§ **Task objective**:
Rewrite the records below as a two-column Markdown table headed Row and Line, numbering each line in sequence and leaving out blank lines.
== Supplied records ==
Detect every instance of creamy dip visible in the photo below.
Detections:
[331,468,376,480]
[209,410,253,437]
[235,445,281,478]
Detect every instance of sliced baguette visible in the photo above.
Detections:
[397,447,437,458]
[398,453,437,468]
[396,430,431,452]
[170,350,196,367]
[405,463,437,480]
===
§ **Full output**:
| Row | Line |
|---|---|
| 1 | Detect every instance of creamy dip visible in the photo below. |
| 2 | Detections: |
| 3 | [331,468,376,480] |
| 4 | [209,410,253,437] |
| 5 | [235,445,281,478] |
| 6 | Detect every instance of sliced baguette visible in the photo above. |
| 7 | Detections: |
| 8 | [397,447,437,458] |
| 9 | [398,453,437,468] |
| 10 | [396,430,431,452] |
| 11 | [170,350,196,367] |
| 12 | [405,463,437,480] |